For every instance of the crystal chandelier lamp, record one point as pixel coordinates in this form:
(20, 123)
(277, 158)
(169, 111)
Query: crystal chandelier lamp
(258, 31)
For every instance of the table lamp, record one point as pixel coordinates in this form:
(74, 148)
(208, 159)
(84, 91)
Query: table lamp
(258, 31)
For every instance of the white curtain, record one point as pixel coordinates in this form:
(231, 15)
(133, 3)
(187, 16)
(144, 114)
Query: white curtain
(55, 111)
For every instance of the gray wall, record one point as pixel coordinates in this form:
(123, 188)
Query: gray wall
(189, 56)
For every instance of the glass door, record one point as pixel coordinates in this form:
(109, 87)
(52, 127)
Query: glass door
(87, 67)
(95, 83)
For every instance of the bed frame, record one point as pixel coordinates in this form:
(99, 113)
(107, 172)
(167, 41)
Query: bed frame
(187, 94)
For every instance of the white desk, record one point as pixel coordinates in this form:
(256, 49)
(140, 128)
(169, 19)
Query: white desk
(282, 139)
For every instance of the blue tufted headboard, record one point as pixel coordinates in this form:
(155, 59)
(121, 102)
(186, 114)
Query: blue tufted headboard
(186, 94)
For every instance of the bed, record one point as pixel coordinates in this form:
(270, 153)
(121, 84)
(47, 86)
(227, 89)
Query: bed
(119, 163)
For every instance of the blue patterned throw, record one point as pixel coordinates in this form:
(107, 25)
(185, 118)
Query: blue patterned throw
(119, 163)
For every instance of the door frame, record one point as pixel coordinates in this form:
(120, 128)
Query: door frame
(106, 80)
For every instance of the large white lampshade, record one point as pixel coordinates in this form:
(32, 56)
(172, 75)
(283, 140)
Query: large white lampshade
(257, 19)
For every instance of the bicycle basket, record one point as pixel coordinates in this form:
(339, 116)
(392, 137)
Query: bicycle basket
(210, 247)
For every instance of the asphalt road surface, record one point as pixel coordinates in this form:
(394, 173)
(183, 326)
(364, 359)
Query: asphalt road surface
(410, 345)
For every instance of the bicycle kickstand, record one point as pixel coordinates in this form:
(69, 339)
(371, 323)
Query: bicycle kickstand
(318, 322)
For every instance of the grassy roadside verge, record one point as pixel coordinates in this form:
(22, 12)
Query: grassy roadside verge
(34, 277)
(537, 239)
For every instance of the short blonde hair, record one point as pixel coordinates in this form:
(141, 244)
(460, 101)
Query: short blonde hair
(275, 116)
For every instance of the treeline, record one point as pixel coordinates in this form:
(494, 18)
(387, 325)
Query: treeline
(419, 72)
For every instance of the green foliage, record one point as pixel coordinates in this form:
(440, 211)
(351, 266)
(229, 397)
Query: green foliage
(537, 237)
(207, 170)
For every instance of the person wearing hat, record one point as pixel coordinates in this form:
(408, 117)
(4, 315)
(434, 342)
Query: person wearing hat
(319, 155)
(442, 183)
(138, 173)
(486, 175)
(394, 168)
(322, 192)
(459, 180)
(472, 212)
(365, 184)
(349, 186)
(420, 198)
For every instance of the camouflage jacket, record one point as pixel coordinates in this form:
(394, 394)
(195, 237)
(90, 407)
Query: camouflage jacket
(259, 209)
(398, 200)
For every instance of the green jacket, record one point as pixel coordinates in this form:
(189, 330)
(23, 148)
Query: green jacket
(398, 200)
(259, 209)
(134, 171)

**EXERCISE REQUIREMENTS**
Reproduce the entire listing so that it matches the original in every line.

**SOLUTION**
For every instance of the crystal chandelier lamp, record one point as pixel coordinates in this form:
(20, 123)
(277, 158)
(169, 111)
Query: crystal chandelier lamp
(258, 31)
For every instance of the table lamp, record one point as pixel coordinates in this form:
(74, 148)
(208, 159)
(84, 91)
Query: table lamp
(258, 31)
For every instance of the white curtain, record one point as pixel coordinates in this form:
(231, 15)
(133, 3)
(187, 16)
(144, 114)
Query: white curtain
(55, 111)
For every instance of the gray wall, record one point as pixel coordinates in this form:
(123, 188)
Query: gray wall
(189, 56)
For every instance of the glass door, record one point as pixel coordinates in this form:
(109, 87)
(52, 127)
Query: glass door
(87, 67)
(95, 83)
For every instance of the bed frame, record one point as pixel coordinates in this form:
(99, 113)
(107, 172)
(167, 41)
Query: bed frame
(187, 94)
For every instance of the white desk, record one point as pixel coordinates in this form:
(256, 49)
(140, 128)
(169, 19)
Query: white desk
(282, 139)
For every instance of the blue tufted headboard, record one point as pixel coordinates in this form:
(155, 59)
(121, 102)
(186, 114)
Query: blue tufted headboard
(186, 94)
For every instance of the bed, record one point as pixel coordinates in this form:
(270, 153)
(121, 84)
(47, 86)
(227, 89)
Query: bed
(119, 163)
For every instance of the blue patterned throw, record one point as pixel coordinates in this form:
(107, 25)
(185, 118)
Query: blue patterned throw
(119, 163)
For every instance of the door frame, record one point as pixel coordinates in this form:
(120, 128)
Query: door frame
(106, 80)
For every instance of the large white lampshade, record one point as pixel coordinates in this form:
(32, 56)
(172, 75)
(283, 140)
Query: large white lampshade
(257, 19)
For every instance of the bicycle basket, record one point as pixel coordinates in this form:
(339, 116)
(392, 137)
Query: bicycle basket
(210, 247)
For every instance of the asphalt road surface, record one point as pixel coordinates in this form:
(394, 173)
(183, 326)
(364, 359)
Query: asphalt road surface
(410, 345)
For every instance of the bicycle kickstand, record one point as pixel coordinates in this form:
(69, 339)
(371, 323)
Query: bicycle kickstand
(318, 322)
For every instance of the grassy roadside verge, record one point as pixel coordinates in this form:
(22, 12)
Query: grassy roadside verge
(34, 277)
(537, 239)
For every instance of the short blonde hair, record one point as pixel coordinates in this form:
(141, 244)
(460, 101)
Query: short blonde hair
(275, 116)
For every instance of the treeline, record one point as pixel coordinates in this form:
(494, 18)
(387, 325)
Query: treeline
(419, 72)
For every instance of the green foliage, record one point as pixel coordinates in this form:
(440, 211)
(351, 266)
(229, 397)
Query: green foliage
(537, 237)
(207, 170)
For every instance of the person wearing hat, record one point as pixel coordinates in this form:
(408, 117)
(4, 315)
(434, 342)
Query: person wearing hat
(319, 155)
(442, 183)
(138, 173)
(486, 175)
(394, 168)
(322, 192)
(459, 180)
(472, 212)
(365, 184)
(349, 186)
(420, 198)
For every instance of the camouflage jacket, record one point as pixel coordinates in this form:
(394, 394)
(195, 237)
(90, 407)
Query: camouflage jacket
(259, 209)
(398, 200)
For every instance of the green jacket, record one point as pixel coordinates in this form:
(189, 330)
(23, 148)
Query: green jacket
(398, 200)
(259, 209)
(134, 171)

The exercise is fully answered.